Image point grounding data:
- Opening Delimiter -

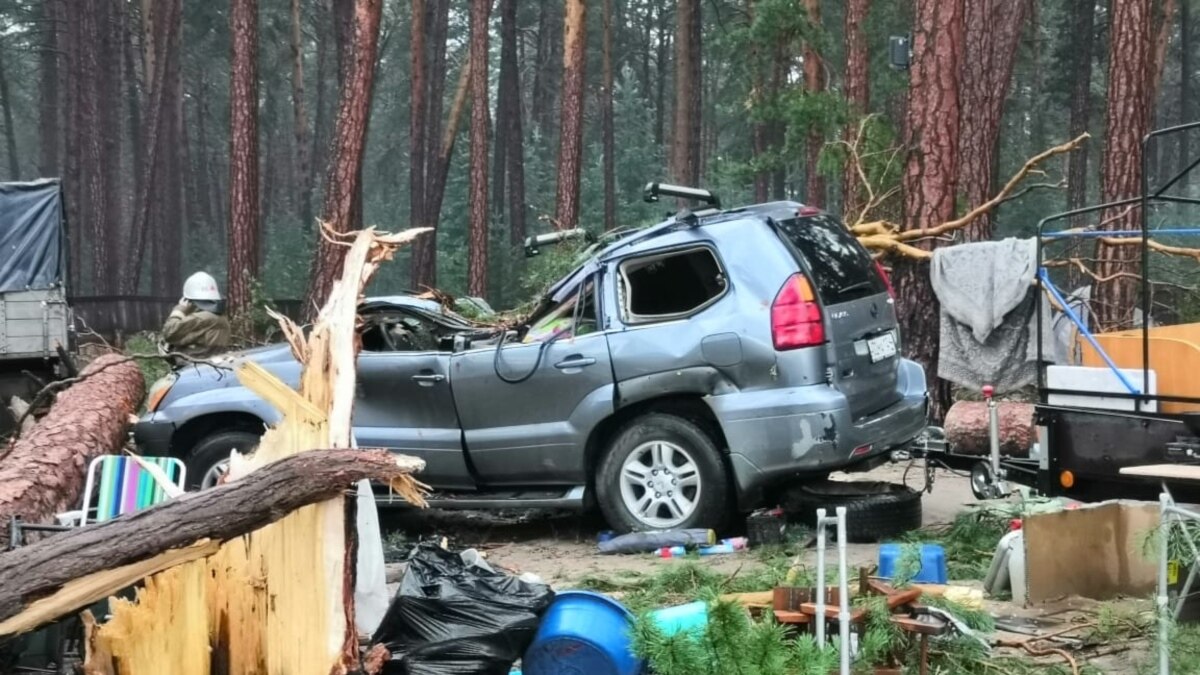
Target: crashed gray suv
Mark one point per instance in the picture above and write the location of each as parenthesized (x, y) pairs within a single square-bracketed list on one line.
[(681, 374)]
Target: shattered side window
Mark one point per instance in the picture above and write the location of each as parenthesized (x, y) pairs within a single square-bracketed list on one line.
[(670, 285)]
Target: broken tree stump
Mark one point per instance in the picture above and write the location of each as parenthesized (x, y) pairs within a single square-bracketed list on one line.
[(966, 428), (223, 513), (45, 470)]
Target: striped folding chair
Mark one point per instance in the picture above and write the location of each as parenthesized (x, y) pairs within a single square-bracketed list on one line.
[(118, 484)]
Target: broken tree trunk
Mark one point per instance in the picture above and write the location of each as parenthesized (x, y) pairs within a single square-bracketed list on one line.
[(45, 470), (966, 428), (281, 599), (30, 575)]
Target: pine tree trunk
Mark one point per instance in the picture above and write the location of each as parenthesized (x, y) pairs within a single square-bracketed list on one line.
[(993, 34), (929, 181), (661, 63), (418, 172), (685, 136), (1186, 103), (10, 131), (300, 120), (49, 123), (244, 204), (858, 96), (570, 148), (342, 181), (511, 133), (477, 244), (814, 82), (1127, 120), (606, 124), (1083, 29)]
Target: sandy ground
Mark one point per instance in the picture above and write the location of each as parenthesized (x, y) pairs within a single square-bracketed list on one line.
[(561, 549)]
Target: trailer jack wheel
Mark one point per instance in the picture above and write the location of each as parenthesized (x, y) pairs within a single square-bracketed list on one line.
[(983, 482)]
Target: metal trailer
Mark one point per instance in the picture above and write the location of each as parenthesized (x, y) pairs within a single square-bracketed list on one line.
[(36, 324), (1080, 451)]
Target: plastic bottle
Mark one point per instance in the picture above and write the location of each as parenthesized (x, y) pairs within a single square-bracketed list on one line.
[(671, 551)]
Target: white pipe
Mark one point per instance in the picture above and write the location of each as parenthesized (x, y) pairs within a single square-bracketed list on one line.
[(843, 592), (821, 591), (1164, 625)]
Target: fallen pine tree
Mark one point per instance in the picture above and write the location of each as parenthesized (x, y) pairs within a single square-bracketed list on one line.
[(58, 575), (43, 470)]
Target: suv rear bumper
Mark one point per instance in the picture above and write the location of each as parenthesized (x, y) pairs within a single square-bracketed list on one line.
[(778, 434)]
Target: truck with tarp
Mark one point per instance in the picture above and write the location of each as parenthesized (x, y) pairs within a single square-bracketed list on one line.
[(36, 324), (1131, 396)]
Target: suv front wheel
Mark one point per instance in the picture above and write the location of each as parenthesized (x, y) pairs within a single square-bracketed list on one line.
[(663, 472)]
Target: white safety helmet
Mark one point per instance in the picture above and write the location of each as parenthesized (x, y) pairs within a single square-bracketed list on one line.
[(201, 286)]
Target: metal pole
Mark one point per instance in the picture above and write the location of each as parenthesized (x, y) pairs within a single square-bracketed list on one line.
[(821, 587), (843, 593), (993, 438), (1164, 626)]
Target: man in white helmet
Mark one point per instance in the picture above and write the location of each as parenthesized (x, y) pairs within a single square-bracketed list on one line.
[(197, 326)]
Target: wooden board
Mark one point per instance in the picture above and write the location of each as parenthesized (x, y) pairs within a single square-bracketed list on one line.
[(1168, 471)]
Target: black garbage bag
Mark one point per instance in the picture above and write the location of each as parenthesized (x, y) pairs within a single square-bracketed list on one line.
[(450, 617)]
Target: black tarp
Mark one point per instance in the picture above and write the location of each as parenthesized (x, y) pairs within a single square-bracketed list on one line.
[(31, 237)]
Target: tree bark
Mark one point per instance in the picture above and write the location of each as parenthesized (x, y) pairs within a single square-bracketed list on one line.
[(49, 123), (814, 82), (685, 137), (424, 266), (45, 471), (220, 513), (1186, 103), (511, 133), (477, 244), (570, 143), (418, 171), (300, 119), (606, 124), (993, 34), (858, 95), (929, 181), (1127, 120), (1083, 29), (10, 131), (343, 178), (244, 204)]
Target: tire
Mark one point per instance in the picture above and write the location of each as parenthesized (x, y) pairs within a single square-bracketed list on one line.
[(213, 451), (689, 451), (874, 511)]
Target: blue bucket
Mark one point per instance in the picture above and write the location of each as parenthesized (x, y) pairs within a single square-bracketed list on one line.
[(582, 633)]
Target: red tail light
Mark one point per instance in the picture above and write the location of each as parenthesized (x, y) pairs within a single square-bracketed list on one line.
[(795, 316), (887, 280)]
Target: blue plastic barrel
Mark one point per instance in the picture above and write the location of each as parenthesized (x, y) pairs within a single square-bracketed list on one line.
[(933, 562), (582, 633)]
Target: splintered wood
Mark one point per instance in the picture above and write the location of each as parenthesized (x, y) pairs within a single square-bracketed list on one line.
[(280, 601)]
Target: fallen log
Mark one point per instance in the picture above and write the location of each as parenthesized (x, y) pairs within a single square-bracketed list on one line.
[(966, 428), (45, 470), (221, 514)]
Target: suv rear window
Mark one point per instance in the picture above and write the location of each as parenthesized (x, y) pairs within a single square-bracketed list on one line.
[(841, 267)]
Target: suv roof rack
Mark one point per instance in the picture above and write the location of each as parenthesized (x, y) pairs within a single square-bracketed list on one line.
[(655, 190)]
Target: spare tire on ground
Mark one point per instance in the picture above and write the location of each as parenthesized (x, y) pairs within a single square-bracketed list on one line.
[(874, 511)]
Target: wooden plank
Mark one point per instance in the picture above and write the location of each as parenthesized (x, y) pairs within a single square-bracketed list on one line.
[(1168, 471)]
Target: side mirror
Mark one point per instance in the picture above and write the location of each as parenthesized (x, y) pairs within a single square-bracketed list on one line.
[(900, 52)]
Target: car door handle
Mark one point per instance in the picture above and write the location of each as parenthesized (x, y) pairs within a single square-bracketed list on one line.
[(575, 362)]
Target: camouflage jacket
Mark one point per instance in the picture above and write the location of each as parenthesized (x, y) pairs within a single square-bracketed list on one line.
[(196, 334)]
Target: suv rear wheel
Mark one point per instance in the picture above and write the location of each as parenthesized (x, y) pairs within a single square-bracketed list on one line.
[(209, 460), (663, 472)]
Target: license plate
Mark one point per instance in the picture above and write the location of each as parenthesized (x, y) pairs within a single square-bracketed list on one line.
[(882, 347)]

- Closing Delimiter -

- [Your goal]: Nothing but an exact copy is asked for: the lines from the start of the records through the line with "Target: shattered side window", both ends included, minus any pictures.

- [Solution below]:
Target: crashed gray suv
Mark one point per instance in the picture above and write the location of each as parenthesized (x, y) pairs within a single square-bracketed list on one line.
[(681, 374)]
Target: shattered side window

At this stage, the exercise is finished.